# Aussie Reptile Supplies online store?



## Brandon (Jan 25, 2018)

Hello, Has anyone brought items from http://www.ausreptiles.com.au if so how is their quality. I am referring to the CERAMIC EMITTERS specifically, what is there average life span in your experience. as I'm looking to get a ceramic emitter because my inferred bulb blu after 5 months (I know that may be pretty good) but I just want something that will last longer.


----------



## Wally (Jan 25, 2018)

Hi Brandon.

I have bought snakes from them and found them reliable and easy to deal with. 

What reptile/s are you looking to provide heat for?


----------



## Brandon (Jan 25, 2018)

Wally said:


> Hi Brandon.
> 
> I have bought snakes from them and found them reliable and easy to deal with.
> 
> What reptile/s are you looking to provide heat for?



Oh good I have a carpet python around a year old


----------



## Foozil (Jan 25, 2018)

▸ **Stated task A**
Return the part of the thread starting with "Hello, Has anyone" and going on through "Wally (Jan 25, 2018)".
The thread and the rows that come next have no connection to each other.

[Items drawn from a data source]
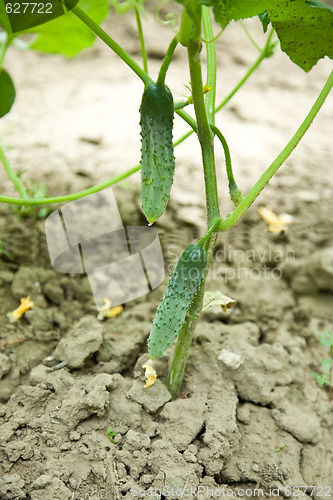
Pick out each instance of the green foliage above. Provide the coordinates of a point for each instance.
(36, 191)
(304, 27)
(305, 31)
(7, 92)
(4, 247)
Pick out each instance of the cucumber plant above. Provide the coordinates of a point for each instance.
(303, 28)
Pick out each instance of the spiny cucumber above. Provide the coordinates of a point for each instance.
(157, 158)
(183, 286)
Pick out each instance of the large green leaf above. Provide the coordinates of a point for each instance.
(305, 30)
(67, 34)
(7, 92)
(233, 10)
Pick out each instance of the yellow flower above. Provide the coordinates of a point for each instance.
(26, 304)
(150, 373)
(109, 312)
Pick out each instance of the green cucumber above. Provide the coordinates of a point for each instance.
(157, 158)
(183, 286)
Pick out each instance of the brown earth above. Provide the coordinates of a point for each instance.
(250, 430)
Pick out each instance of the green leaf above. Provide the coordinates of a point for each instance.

▸ **Stated task B**
Collect every line of the rows that contains the string "cucumber", treating uppercase and lowercase as different.

▸ **Answer A**
Hello, Has anyone brought items from http://www.ausreptiles.com.au if so how is their quality. I am referring to the CERAMIC EMITTERS specifically, what is there average life span in your experience. as I'm looking to get a ceramic emitter because my inferred bulb blu after 5 months (I know that may be pretty good) but I just want something that will last longer.


----------



## Wally (Jan 25, 2018)

▸ **Answer B**
Pick out each instance of the cucumber plant above. Provide the coordinates of a point for each instance.
Pick out each instance of the spiny cucumber above. Provide the coordinates of a point for each instance.
Pick out each instance of the green cucumber above. Provide the coordinates of a point for each instance.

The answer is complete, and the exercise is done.